* BEGIN Document segment *
Question

The derivative of $cose{c}^{-1}\left(\frac{1}{2x^2-1}\right)$ with respect to $\sqrt{1-x^2}$ at $x=\frac{1}{2}$ is

• A. $-4$
• B. $4$
• C. $-1$
• D. none of these

Answer 1

Answer: (A)

$-4$

Let $y=cose{c}^{-1}\left(\frac{1}{2x^2-1}\right)$ and $z=\sqrt{1-x^2}$
We have,
$y=cose{c}^{-1}\left(\frac{1}{2x^2-1}\right)$
$\Rightarrow y={\sin }^{-1}(2x^2-1)=\frac{\pi }{2}-{\cos }^{-1}(2x^2-1)$
$\Rightarrow y=\{\begin{array}{ccc}\frac{\pi }{2}-2{\cos }^{-1}x& & ,\text{if}0\le x\le 1\\ -\frac{3\pi }{2}+2{\cos }^{-1}x& & ,\text{if}-1\le x\le 0\end{array}$
$\Rightarrow \frac{dy}{dx}=\{\begin{array}{ccc}\frac{2}{\sqrt{1-x^2}}& & ,\text{if}0<x<1\\ \frac{-2}{\sqrt{1-x^2}}& & ,\text{if}-1<x<0\end{array}$
and,
$z=\sqrt{1-x^2}\Rightarrow \frac{dz}{dx}=\frac{-x}{\sqrt{1-x^2}}\text{for all}x\in (-1,1)$
$\therefore \frac{dy}{dz}=\frac{dy/dx}{dz/dx}=\{\begin{array}{ccc}-\frac{2}{x}& & ,\text{if}0<x<1\\ \frac{2}{x}& & ,\text{if}-1<x<0\end{array}$
$\Rightarrow {\left(\frac{dy}{dz}\right)}_{x=1/2}=-4$
* END Document segment *
* BEGIN Records *
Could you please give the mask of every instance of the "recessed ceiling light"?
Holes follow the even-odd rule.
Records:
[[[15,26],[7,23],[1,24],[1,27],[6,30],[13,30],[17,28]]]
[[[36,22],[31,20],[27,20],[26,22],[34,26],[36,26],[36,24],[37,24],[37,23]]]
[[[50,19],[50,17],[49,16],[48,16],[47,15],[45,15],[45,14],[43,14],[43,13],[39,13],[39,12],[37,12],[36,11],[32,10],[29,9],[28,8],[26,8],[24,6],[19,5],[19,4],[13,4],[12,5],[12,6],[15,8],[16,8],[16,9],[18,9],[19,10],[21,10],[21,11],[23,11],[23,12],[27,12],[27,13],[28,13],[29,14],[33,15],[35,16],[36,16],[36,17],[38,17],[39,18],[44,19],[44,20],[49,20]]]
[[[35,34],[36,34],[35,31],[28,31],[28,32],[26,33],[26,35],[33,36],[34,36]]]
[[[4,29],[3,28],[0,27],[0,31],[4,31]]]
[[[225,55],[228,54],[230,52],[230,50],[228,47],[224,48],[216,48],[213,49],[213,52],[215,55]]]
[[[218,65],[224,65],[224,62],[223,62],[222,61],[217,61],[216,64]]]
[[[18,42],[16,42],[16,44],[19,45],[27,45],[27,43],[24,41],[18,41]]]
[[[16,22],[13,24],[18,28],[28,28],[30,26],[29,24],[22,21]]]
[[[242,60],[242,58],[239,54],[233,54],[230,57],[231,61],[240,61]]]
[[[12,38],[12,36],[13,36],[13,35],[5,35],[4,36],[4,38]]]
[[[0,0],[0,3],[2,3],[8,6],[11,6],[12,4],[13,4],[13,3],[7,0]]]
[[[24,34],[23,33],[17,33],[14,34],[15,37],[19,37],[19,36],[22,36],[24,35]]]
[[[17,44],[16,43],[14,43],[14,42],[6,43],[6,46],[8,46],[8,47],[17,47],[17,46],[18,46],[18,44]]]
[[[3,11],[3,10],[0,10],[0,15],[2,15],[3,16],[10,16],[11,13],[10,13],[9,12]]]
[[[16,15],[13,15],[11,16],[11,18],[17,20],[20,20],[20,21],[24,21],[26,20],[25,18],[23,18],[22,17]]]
* END Records *
* BEGIN Records *
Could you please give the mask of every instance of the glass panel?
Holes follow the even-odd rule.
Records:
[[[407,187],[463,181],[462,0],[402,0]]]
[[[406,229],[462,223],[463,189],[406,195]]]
* END Records *
* BEGIN Records *
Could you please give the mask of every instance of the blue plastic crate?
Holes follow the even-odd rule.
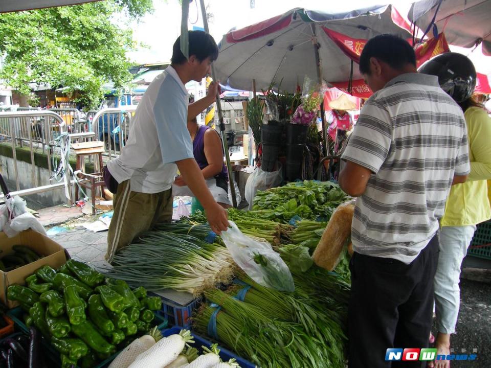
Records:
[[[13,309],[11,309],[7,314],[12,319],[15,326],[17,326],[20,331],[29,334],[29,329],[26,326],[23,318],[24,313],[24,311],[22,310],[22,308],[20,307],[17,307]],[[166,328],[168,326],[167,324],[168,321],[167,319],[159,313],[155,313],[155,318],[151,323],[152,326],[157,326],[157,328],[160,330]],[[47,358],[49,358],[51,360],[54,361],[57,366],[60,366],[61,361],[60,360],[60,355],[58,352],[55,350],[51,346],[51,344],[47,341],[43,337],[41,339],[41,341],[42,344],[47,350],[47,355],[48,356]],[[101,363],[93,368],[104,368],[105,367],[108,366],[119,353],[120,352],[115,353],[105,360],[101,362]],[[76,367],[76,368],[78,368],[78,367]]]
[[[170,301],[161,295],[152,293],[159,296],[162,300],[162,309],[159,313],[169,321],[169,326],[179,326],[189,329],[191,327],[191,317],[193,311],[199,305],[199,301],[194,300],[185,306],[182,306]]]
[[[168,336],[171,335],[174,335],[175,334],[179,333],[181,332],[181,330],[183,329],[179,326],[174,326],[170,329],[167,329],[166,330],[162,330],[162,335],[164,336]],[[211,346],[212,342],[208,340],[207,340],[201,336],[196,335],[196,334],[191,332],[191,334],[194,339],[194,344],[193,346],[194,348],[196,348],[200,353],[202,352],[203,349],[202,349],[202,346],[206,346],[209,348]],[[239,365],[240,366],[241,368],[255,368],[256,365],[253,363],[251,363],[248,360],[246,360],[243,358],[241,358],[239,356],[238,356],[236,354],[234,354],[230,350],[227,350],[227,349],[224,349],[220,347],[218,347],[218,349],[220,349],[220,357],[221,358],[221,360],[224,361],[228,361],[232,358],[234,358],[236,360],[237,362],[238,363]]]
* END Records *
## To-do list
• A. From the derivative problem, set down the passage between "The derivative of" and "Answer: (A)", inclusive.
• B. Decide whether each statement agrees with the derivative problem, answering yes or no and quoting the words that settle it: (i) The correct choice is option B. (ii) One of the offered choices reads "none of these."
• C. List every answer choice offered in the derivative problem, with its letter.

## Answers given
• A.
The derivative of $cose{c}^{-1}\left(\frac{1}{2x^2-1}\right)$ with respect to $\sqrt{1-x^2}$ at $x=\frac{1}{2}$ is

• A. $-4$
• B. $4$
• C. $-1$
• D. none of these

Answer 1

Answer: (A)

• B.
(i) No: "Answer: (A)"
(ii) Yes: "D. none of these"

• C.
A. −4
B. 4
C. −1
D. none of these